• _INFORMATION SHOWN_
***

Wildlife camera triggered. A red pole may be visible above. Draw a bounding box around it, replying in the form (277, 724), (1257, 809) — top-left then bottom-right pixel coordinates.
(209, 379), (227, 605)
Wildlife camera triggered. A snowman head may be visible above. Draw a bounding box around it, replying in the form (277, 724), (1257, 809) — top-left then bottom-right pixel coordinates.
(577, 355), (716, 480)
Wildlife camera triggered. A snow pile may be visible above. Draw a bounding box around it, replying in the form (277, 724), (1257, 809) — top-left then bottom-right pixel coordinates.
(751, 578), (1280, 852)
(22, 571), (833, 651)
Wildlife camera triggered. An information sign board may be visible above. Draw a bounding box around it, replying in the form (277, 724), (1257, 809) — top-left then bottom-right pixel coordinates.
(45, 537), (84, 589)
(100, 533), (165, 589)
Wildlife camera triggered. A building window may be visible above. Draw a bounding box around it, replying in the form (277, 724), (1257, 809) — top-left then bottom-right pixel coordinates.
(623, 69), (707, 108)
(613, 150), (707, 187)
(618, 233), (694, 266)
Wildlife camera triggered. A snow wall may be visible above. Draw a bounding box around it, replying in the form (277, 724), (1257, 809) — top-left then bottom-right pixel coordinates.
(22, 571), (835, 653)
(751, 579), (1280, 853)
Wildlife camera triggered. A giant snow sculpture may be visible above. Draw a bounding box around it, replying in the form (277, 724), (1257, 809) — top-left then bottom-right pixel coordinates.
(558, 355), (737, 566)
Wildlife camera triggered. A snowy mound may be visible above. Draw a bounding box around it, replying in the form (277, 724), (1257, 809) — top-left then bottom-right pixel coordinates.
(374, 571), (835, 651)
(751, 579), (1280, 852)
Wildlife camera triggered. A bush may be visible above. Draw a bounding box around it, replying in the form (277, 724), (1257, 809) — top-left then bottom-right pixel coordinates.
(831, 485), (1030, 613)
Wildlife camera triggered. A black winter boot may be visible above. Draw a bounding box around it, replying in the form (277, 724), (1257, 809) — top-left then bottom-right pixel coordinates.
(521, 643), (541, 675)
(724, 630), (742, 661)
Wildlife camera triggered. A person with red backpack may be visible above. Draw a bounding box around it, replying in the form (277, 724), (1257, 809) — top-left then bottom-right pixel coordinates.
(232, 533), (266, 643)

***

• _REQUIREMENT_
Reproduce the data verbatim, beginning with the line that contains "Wildlife camera triggered. A black" and continuing through the final line of the data, both ends included.

• _OUTPUT_
Wildlife camera triggered. A black winter boot may be visible above. Draw a bounding box around it, replying in the form (277, 724), (1257, 809) — top-left then bottom-right pixel coordinates.
(521, 643), (541, 675)
(724, 630), (742, 661)
Wildlife camera triggered. A person with red backpack may be visible above. Draw a bounding box around it, replying in the form (277, 724), (1257, 809) — top-left then bottom-right pixel coordinates.
(232, 533), (266, 643)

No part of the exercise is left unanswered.